WORK INSTRUCTIONS >>
For the records that follow, give the number of lines in which the word "clicks" occurs, with nothing added.

MATERIAL SHOWN >>
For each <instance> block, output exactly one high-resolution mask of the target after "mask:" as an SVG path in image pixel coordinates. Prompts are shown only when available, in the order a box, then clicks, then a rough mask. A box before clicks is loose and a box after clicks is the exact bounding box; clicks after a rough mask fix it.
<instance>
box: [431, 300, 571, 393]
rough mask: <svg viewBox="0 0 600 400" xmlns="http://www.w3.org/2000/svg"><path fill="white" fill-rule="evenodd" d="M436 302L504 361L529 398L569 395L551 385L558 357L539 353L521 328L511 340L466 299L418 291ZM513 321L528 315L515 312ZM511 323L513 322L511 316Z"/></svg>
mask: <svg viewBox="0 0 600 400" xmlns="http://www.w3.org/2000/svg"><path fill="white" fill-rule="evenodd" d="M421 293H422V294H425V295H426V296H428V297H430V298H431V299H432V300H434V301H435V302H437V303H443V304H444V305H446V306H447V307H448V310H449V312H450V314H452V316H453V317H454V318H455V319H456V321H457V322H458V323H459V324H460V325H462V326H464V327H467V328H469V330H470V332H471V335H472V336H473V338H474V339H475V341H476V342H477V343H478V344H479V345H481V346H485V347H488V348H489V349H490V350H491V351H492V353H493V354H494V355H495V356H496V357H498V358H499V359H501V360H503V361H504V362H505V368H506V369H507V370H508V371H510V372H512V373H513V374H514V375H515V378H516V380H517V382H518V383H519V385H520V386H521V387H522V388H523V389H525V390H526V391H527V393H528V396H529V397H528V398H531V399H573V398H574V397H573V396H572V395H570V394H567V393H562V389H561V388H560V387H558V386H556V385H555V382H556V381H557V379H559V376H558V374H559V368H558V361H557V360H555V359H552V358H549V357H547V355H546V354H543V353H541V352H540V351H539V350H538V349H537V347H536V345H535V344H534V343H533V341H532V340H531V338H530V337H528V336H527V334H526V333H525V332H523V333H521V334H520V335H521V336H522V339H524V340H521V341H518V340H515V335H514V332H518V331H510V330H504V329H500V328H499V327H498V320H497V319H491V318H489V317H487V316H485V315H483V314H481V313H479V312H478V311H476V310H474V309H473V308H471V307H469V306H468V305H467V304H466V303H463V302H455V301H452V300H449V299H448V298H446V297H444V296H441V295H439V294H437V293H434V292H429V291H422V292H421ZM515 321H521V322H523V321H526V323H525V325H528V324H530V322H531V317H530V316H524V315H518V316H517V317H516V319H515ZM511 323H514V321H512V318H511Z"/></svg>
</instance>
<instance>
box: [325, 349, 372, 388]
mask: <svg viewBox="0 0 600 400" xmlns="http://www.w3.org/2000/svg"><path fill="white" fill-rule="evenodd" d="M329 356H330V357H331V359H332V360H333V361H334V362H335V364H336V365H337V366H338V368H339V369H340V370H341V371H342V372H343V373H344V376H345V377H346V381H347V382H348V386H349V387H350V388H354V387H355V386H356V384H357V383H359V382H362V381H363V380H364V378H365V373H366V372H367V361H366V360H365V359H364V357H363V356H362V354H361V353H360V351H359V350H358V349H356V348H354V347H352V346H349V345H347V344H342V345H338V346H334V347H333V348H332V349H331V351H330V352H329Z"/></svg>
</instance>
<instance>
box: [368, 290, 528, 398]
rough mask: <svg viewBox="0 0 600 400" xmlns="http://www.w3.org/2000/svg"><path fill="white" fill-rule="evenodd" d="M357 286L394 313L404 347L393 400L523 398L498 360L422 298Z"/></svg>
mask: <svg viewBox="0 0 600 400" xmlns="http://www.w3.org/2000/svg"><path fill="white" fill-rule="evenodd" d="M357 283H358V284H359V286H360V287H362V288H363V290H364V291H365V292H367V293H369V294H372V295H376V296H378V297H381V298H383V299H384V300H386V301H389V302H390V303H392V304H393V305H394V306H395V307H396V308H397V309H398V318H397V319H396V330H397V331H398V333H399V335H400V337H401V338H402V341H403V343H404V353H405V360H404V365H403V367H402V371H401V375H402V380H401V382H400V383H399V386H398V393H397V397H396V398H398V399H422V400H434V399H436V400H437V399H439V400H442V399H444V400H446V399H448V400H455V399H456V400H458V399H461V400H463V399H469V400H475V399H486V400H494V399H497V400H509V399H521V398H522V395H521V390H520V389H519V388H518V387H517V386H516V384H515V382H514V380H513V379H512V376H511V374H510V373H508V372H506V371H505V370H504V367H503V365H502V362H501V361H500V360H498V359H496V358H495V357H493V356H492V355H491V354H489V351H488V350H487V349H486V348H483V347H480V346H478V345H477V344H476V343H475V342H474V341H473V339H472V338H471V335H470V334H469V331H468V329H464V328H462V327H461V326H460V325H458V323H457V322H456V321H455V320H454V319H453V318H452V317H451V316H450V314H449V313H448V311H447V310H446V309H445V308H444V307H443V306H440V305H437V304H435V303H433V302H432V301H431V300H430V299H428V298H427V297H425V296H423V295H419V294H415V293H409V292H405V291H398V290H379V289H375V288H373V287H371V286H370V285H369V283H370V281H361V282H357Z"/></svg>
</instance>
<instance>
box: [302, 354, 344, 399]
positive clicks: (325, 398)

RESPONSE BELOW >>
2